▸ **WRITTEN REQUEST**: Using the entries below, restate word for word only the lines from the one with "beige wall in the photo above." to the final line, leaving the pictures out.

[start DATASET CONTENT]

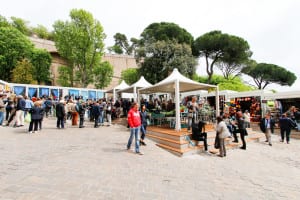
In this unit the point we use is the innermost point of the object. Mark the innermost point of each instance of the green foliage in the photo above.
(130, 75)
(165, 31)
(121, 45)
(64, 78)
(235, 84)
(4, 22)
(21, 25)
(22, 73)
(42, 32)
(229, 52)
(264, 74)
(163, 56)
(103, 74)
(80, 41)
(41, 61)
(14, 46)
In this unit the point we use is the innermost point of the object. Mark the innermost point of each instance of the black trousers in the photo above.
(201, 137)
(33, 125)
(286, 132)
(242, 134)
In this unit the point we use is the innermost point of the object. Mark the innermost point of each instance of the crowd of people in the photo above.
(15, 109)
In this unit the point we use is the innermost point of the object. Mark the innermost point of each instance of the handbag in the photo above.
(27, 118)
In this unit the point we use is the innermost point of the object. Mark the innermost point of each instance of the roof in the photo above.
(121, 86)
(141, 83)
(168, 84)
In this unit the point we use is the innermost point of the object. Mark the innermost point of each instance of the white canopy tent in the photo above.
(114, 90)
(176, 83)
(141, 83)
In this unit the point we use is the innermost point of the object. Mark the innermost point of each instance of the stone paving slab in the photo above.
(92, 163)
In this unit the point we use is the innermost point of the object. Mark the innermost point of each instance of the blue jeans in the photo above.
(1, 117)
(136, 132)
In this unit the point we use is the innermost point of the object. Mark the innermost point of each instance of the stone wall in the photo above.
(119, 62)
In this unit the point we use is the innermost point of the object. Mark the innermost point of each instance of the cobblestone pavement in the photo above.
(92, 163)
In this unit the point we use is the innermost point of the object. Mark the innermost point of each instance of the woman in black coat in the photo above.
(36, 117)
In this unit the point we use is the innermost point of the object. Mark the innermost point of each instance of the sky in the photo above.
(271, 27)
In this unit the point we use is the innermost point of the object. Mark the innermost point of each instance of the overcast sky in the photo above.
(271, 27)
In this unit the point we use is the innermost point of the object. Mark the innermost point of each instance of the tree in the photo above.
(264, 74)
(21, 25)
(14, 46)
(41, 61)
(165, 31)
(121, 45)
(80, 41)
(4, 22)
(64, 78)
(103, 74)
(42, 32)
(130, 75)
(163, 57)
(22, 73)
(229, 52)
(235, 84)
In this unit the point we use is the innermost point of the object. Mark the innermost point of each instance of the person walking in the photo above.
(247, 119)
(134, 122)
(108, 113)
(286, 125)
(223, 133)
(267, 125)
(36, 115)
(96, 113)
(144, 124)
(241, 129)
(20, 111)
(2, 109)
(192, 112)
(60, 114)
(81, 112)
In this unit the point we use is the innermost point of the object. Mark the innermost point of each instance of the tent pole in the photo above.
(178, 123)
(217, 102)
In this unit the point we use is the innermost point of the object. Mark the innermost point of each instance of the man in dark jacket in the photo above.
(60, 114)
(286, 124)
(267, 125)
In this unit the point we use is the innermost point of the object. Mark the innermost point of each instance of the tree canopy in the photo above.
(264, 74)
(166, 31)
(235, 84)
(228, 51)
(81, 42)
(121, 44)
(163, 56)
(14, 46)
(103, 74)
(130, 75)
(41, 61)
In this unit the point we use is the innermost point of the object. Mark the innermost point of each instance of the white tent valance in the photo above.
(177, 83)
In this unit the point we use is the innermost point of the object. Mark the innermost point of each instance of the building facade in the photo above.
(119, 62)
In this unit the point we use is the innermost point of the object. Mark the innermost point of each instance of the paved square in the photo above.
(92, 163)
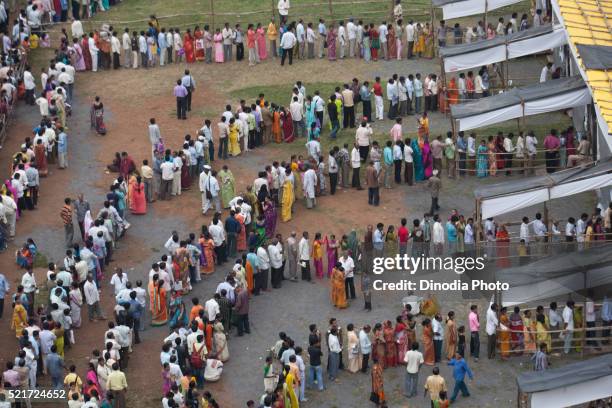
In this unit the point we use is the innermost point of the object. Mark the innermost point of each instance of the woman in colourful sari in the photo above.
(287, 200)
(331, 42)
(374, 42)
(188, 46)
(338, 294)
(207, 258)
(20, 317)
(218, 40)
(331, 246)
(287, 125)
(138, 201)
(428, 51)
(542, 334)
(427, 158)
(241, 237)
(260, 38)
(276, 125)
(401, 338)
(390, 345)
(418, 161)
(157, 300)
(450, 336)
(482, 160)
(317, 255)
(198, 36)
(86, 53)
(504, 334)
(378, 383)
(428, 349)
(529, 332)
(270, 214)
(79, 60)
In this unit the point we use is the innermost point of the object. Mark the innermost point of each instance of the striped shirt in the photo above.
(66, 214)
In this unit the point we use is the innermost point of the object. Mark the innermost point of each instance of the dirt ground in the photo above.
(130, 99)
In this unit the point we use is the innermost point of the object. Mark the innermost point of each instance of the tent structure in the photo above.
(570, 385)
(502, 48)
(557, 275)
(507, 196)
(463, 8)
(519, 102)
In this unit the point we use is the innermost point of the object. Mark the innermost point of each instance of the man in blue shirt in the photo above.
(4, 288)
(460, 369)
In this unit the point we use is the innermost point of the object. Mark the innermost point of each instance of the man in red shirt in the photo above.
(403, 234)
(378, 99)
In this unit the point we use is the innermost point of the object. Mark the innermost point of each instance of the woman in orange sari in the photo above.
(276, 129)
(428, 355)
(188, 46)
(138, 202)
(158, 303)
(241, 237)
(199, 43)
(529, 332)
(443, 97)
(504, 334)
(338, 294)
(450, 334)
(390, 344)
(207, 259)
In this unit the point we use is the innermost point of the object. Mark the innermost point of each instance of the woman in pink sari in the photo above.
(79, 64)
(331, 42)
(331, 246)
(260, 38)
(287, 125)
(86, 54)
(218, 40)
(427, 158)
(138, 202)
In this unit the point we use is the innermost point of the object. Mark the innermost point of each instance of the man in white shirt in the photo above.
(119, 280)
(349, 273)
(297, 116)
(304, 256)
(92, 298)
(287, 43)
(126, 48)
(276, 263)
(341, 39)
(212, 307)
(382, 32)
(414, 360)
(492, 323)
(568, 326)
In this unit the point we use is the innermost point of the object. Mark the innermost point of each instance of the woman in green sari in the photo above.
(228, 186)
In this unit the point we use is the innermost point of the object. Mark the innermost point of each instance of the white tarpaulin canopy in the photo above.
(501, 48)
(550, 96)
(463, 8)
(569, 385)
(500, 198)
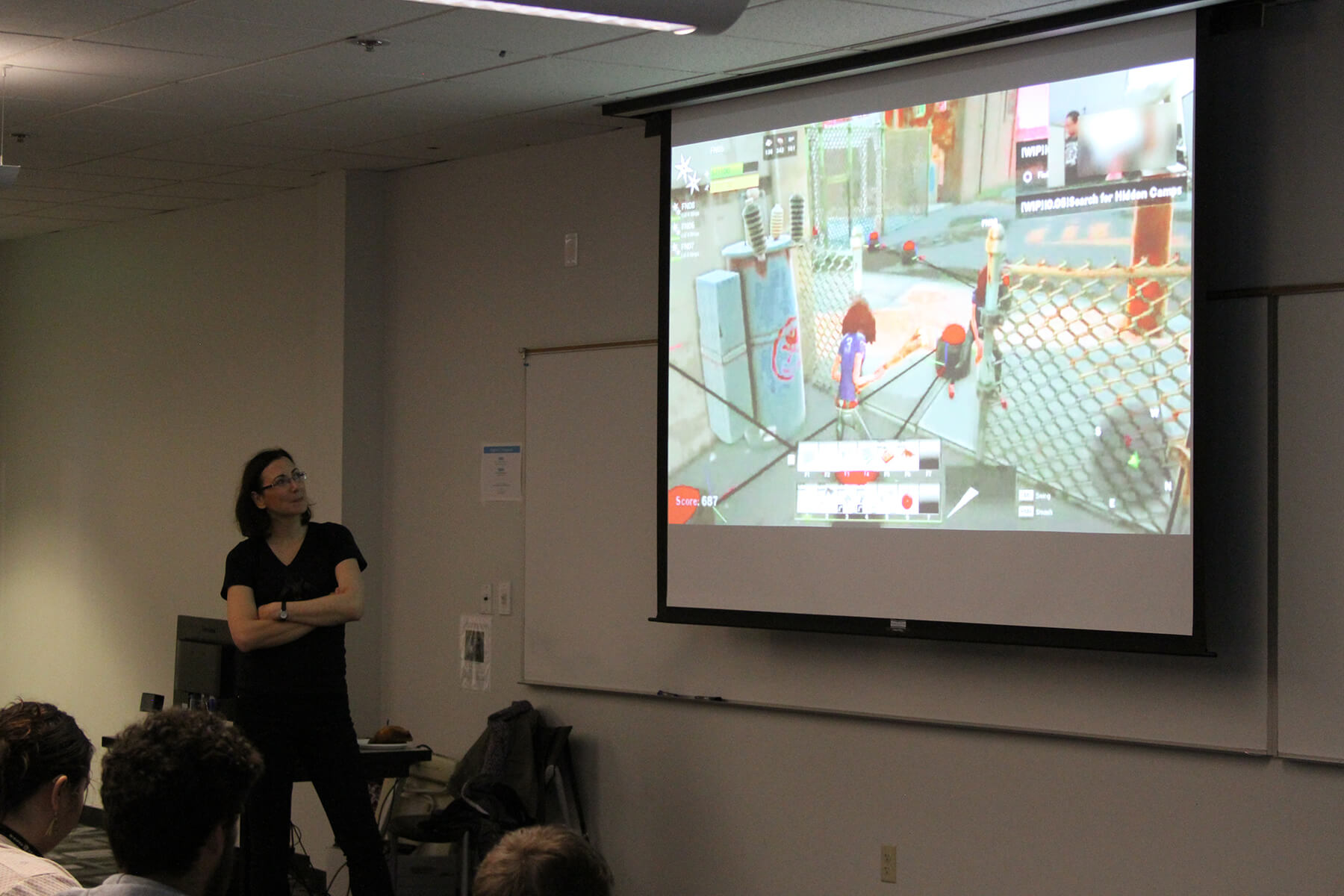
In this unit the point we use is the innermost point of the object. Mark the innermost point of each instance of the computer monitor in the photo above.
(206, 665)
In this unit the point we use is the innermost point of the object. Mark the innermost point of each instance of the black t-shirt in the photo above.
(315, 662)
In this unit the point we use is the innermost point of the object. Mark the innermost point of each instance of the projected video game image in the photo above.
(972, 314)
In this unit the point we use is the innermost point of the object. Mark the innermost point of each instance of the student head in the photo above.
(859, 320)
(172, 790)
(43, 771)
(546, 860)
(250, 508)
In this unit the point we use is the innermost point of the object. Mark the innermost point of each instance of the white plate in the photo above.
(364, 744)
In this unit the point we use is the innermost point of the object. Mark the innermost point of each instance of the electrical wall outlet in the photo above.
(889, 862)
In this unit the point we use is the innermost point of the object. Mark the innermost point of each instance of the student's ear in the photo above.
(60, 791)
(217, 841)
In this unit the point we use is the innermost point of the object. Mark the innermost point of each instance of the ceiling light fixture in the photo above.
(8, 173)
(678, 16)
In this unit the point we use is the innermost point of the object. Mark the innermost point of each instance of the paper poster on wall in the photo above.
(475, 649)
(502, 472)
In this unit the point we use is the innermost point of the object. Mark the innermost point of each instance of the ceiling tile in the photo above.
(484, 137)
(57, 144)
(334, 18)
(97, 213)
(517, 37)
(336, 72)
(276, 178)
(73, 18)
(78, 180)
(18, 206)
(43, 195)
(16, 227)
(215, 151)
(554, 81)
(92, 58)
(69, 89)
(184, 30)
(687, 54)
(282, 134)
(203, 190)
(13, 43)
(987, 8)
(211, 102)
(144, 200)
(846, 23)
(146, 127)
(134, 167)
(351, 161)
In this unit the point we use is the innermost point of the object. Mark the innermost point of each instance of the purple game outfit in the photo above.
(851, 346)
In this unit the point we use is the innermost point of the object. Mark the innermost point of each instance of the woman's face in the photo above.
(281, 491)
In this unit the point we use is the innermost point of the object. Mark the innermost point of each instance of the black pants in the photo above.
(308, 738)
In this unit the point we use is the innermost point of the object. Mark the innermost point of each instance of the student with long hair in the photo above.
(43, 775)
(859, 331)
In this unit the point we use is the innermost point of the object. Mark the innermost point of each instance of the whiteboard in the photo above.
(591, 585)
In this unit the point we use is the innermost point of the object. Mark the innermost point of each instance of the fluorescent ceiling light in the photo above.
(682, 16)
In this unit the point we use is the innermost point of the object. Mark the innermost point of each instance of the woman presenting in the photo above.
(292, 586)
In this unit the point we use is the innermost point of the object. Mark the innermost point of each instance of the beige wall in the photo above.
(140, 366)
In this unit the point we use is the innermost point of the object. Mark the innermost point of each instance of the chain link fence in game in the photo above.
(1095, 388)
(824, 281)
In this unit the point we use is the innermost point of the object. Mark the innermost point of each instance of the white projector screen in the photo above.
(927, 339)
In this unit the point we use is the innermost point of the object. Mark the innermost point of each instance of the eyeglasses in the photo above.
(282, 481)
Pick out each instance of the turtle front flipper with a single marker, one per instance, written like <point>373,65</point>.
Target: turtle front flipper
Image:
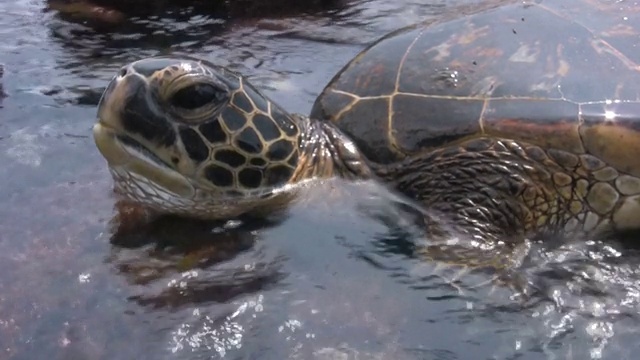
<point>500,190</point>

[end DATASET CONTENT]

▸ **OUTPUT FOR THIS EXERCISE**:
In this unit the point we use is the innermost point of the object. Mark the innermost point of each instance of the beige wall in the photo above.
(140, 366)
In this unit the point we use is the innermost point of the object. Mark the innermost point of each instance of the chain link fence in game in the photo above.
(1095, 388)
(824, 281)
In this unit the point we use is the innermost point of the object. Mark the innermost point of each instance of the white projector screen in the photo above.
(927, 339)
In this unit the point we use is the innermost point of the object. Mark the innermost point of each instance of the eyeglasses in the photo above.
(282, 481)
Pick out each instance of the turtle front flipper with a single marker, one per instance, written like <point>373,65</point>.
Target: turtle front flipper
Image:
<point>500,190</point>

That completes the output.